DATA EXTRACT
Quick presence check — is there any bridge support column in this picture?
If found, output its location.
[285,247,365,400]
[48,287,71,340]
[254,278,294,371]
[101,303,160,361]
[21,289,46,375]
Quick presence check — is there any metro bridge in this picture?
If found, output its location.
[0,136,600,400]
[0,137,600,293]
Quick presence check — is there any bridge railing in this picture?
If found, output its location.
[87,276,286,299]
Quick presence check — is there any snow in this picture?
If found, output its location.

PROBLEM DESCRIPTION
Render the lines as a numbered list, leaving out any blank lines, starting with the line that contains "Quick presence check — is there any snow" and going on through the end of the records.

CORRECT ANSWER
1. Quick presence check — is there any snow in this picture?
2. If found, output its location.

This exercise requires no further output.